**** RECORDS FOR THIS EXERCISE ****

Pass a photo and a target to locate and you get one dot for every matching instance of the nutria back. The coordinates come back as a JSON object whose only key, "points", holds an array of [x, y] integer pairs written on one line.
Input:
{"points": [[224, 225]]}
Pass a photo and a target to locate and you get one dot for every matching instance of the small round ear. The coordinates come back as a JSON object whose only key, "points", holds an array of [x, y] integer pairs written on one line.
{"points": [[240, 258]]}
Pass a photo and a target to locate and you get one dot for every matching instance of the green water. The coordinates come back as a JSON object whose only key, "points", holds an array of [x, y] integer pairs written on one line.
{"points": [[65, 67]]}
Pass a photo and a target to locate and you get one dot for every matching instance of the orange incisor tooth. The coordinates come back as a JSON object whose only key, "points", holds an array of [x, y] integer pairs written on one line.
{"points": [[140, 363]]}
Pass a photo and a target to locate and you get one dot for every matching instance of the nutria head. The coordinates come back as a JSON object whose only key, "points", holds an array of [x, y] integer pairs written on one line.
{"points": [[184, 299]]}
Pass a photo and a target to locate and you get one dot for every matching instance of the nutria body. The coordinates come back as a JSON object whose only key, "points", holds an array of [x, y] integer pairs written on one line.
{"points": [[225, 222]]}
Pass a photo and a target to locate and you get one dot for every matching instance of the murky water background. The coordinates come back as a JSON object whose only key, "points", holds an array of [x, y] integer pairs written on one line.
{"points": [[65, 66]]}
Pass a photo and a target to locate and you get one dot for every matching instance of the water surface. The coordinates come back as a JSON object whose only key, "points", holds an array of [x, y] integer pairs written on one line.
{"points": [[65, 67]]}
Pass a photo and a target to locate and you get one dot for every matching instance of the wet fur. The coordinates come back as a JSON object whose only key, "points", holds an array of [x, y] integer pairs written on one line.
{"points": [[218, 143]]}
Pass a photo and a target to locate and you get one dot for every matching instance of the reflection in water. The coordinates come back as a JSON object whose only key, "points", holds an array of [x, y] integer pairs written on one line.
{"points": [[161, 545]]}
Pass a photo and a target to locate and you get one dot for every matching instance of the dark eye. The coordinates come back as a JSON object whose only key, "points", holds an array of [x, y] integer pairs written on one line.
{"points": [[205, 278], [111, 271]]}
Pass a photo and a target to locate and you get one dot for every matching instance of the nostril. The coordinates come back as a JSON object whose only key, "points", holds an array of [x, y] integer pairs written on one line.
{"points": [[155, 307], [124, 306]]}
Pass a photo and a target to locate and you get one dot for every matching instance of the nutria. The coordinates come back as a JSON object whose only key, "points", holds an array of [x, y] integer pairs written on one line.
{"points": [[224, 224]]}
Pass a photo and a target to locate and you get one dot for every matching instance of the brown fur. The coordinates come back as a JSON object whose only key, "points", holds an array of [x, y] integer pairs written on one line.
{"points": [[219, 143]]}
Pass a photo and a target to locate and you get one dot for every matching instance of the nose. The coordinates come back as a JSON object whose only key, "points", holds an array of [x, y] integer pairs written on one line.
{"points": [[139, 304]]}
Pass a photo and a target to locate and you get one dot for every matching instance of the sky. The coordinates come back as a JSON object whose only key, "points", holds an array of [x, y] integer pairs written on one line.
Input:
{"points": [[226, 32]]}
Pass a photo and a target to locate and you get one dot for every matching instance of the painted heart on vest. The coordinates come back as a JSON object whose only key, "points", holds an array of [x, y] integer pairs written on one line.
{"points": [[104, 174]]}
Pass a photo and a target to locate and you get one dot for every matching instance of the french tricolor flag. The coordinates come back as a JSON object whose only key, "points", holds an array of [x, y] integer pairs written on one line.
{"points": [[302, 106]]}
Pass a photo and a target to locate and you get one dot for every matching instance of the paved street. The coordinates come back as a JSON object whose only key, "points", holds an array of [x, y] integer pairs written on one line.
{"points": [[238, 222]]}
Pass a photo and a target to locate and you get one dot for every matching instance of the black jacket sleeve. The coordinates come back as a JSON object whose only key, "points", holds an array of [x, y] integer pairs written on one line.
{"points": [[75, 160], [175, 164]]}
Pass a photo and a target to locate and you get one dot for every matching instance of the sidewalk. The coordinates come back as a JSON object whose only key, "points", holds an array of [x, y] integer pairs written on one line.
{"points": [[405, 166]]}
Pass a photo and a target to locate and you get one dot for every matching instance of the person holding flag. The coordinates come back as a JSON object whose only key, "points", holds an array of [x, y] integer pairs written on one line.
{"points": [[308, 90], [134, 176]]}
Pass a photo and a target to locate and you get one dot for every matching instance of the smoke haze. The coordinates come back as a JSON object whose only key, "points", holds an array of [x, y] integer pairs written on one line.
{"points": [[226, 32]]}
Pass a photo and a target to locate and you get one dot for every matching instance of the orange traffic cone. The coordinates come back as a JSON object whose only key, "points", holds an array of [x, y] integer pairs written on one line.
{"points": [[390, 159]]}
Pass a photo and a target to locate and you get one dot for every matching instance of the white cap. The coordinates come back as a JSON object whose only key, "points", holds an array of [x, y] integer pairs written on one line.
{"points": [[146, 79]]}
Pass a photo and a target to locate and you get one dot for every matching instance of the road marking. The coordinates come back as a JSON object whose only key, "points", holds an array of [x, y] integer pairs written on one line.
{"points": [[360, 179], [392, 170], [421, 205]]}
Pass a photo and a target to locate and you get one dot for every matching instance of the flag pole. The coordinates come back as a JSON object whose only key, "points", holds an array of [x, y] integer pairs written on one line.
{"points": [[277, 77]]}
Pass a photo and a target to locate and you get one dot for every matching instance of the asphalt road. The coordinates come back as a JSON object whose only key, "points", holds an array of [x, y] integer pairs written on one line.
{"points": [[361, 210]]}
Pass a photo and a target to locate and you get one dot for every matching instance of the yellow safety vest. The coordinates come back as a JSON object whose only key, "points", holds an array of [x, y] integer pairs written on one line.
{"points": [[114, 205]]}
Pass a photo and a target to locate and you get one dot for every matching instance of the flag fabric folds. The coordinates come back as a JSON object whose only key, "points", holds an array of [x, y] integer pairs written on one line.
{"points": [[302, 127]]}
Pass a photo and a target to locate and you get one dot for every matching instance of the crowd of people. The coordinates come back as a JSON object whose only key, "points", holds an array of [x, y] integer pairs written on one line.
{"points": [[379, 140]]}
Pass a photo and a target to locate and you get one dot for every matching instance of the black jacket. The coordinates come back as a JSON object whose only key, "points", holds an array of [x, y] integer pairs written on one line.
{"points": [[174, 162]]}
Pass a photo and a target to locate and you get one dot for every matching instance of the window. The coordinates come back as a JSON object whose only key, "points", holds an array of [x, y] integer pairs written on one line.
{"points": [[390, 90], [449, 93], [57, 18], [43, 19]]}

****

▸ **TASK BRIEF**
Reproduce the records above in their entirety, unchanged.

▸ **EXPECTED ANSWER**
Pass a photo and a target to locate and you get one dot for every matching instance of the nutria back. The coordinates come back as a JSON object whose only key, "points", holds an array of [x, y] integer pairs written on one line.
Input:
{"points": [[224, 225]]}
Pass a photo and a target to locate and you get one dot for every matching instance of the small round ear. The coordinates come back as a JSON object whose only key, "points", holds an array of [x, y] integer pairs written on one line.
{"points": [[240, 258]]}
Pass a photo and a target to locate and you get one dot for every matching instance of the green water. The coordinates come back as a JSON object whose only key, "points", holds an array of [x, y] integer pairs written on one line.
{"points": [[65, 67]]}
Pass a photo and a target to locate and you get one dot for every matching instance of the orange incisor tooth. The coordinates come back as a JSON object whose only key, "points", holds an array of [x, y] integer pairs written on one line.
{"points": [[140, 363]]}
Pass a photo and a target to locate and you get one dot for every matching instance of the nutria head. The coordinates come back as a JSON object whose only key, "points", holds an array of [x, y] integer pairs written on one line.
{"points": [[184, 299]]}
Pass a photo and a target to locate and you get one dot for every matching instance of the nutria body. The coordinates come back as a JSON object whose only key, "points", holds an array of [x, y] integer pairs written on one line.
{"points": [[225, 222]]}
Pass a photo and a target to locate and you get one dot for every matching instance of the murky water background. The coordinates come back as a JSON object whose only key, "points", holds an array of [x, y] integer pairs written on one line.
{"points": [[65, 66]]}
Pass a photo and a target to locate and you get one dot for every matching instance of the water surface. The coordinates come back as a JSON object whose only key, "points", holds an array of [x, y] integer pairs written on one line.
{"points": [[65, 67]]}
Pass a photo and a target to locate and you get one dot for every matching instance of the wet fur. The coordinates come back as a JSON object whose only key, "points", holds an array of [x, y] integer pairs written on one line.
{"points": [[218, 143]]}
Pass a photo and a target to locate and you get one dot for every matching instance of the reflection in water. The coordinates come back as a JSON object whose only key, "points", holds an array of [x, y] integer pairs written on one line.
{"points": [[161, 545]]}
Pass a photo and a target to locate and you get one dot for every matching instance of the dark eye. The coordinates come back as a JSON object whose only key, "points", holds an array of [x, y] integer pairs written on one line.
{"points": [[205, 278], [111, 271]]}
Pass a photo and a target to locate and you get one dot for every matching instance of the nostril. The coordinates come back as a JSON object whose only key, "points", holds an array of [x, y] integer pairs written on one line.
{"points": [[155, 307], [124, 306]]}
Pass a photo and a target to locate and you get one dot for every matching instance of the nutria. The coordinates come back as a JSON object whose only key, "points", holds an array of [x, y] integer pairs written on one line.
{"points": [[224, 224]]}
Pass a photo and a target to locate and you get one dot for every matching instance of the brown fur. The coordinates come back as a JSON object whose only key, "points", holds an array of [x, y] integer pairs written on one line.
{"points": [[219, 143]]}
Pass a photo and a target to locate and you get one dot for every matching instance of the nose. The coordinates come back as a JSON object whose only key, "points", holds an array of [x, y] integer pairs written on one line.
{"points": [[139, 304]]}
Pass a photo and a target to locate and you get one dot for every matching instance of the sky. The coordinates come back as a JSON object whose only key, "points", holds an array of [x, y] integer pairs written on one line.
Input:
{"points": [[226, 32]]}
Pass a photo and a target to locate and you get one dot for every matching instance of the painted heart on vest. The coordinates come back as a JSON object whose only key, "points", holds an array of [x, y] integer pairs written on one line.
{"points": [[104, 174]]}
Pass a photo and a target to locate and you get one dot for every matching instance of the french tricolor flag. The coordinates come back as a JSON object whose only key, "points", holds an array of [x, y] integer pairs written on one line.
{"points": [[302, 106]]}
Pass a photo and a target to locate and you get one dot for every matching instance of the paved street. The coordinates come back as a JSON object whose only key, "points", holds an array of [x, y] integer pairs written on one line.
{"points": [[238, 222]]}
Pass a photo and a target to locate and you get one dot for every matching instance of the black jacket sleeve. The coordinates come back as a JSON object whose only key, "points", holds an array of [x, y] integer pairs written on one line.
{"points": [[75, 160], [175, 164]]}
Pass a photo and a target to locate and you get one dot for every matching instance of the sidewalk. The coordinates come back as a JSON object whose only key, "points", holds an array of [x, y] integer pairs written on one line.
{"points": [[405, 166]]}
Pass a photo and a target to locate and you get one dot for every matching instance of the person holding flag. The coordinates come back as a JSON object whose only key, "points", holds an array of [x, y] integer pairs written on one line.
{"points": [[308, 90], [134, 176]]}
Pass a photo and a target to locate and you get one dot for every matching instance of the smoke haze. The coordinates come back as a JSON object whose only key, "points", holds an array of [x, y] integer pairs written on one line.
{"points": [[226, 32]]}
Pass a photo and a target to locate and you get one dot for every matching instance of the orange traffic cone. The coordinates come back as a JSON object whose only key, "points", holds an array of [x, y] integer pairs written on one line.
{"points": [[390, 159]]}
Pass a photo and a target to locate and you get one dot for every matching instance of the white cap. The coordinates come back as a JSON object whose only key, "points", holds an array of [x, y] integer pairs written on one line.
{"points": [[146, 79]]}
Pass a photo and a target to locate and you get one dot for every matching instance of the road marking. The coordinates come back as a JSON object whose only key, "points", holds an array of [x, y] integer pairs written on one line.
{"points": [[360, 179], [392, 170], [421, 205]]}
Pass a photo and a target to locate and you get one dot for every matching instance of the flag pole. The coordinates come back as a JSON object whose only key, "points", holds an array of [x, y] integer pairs written on one line.
{"points": [[277, 77]]}
Pass a photo and a target to locate and you get one dot for every matching instance of the asphalt road. The coordinates come back as a JSON object whose only key, "points", holds an array of [x, y] integer pairs written on one line.
{"points": [[361, 210]]}
Pass a photo and a target to locate and you get one dot for every matching instance of the yellow safety vest. The coordinates come back as a JSON object whose only key, "points", holds an array of [x, y] integer pairs written on one line.
{"points": [[114, 205]]}
Pass a photo and a target to locate and you get one dot for every matching instance of the flag fabric folds. The coordinates come back as a JSON object whose only key, "points", holds an array of [x, y] integer pairs written on one line.
{"points": [[302, 127]]}
Pass a photo and a target to locate and you get one dot for every matching instance of the crowd of people. The coordinates come back as a JSON object whose only key, "points", holds an array of [x, y] integer pairs written on one line.
{"points": [[379, 140]]}
Pass a photo and a target to locate and you get one dot for every matching instance of the black jacket. The coordinates come back as a JSON object whose only key, "points", holds an array of [x, y] integer pairs written on one line.
{"points": [[174, 162]]}
Pass a photo and a target to locate and you get one dot for every matching instance of the window. The coordinates come back as a JSON object whose only key, "points", holds an array of [x, y] integer pairs written on one line.
{"points": [[390, 90], [449, 93], [57, 18], [43, 19]]}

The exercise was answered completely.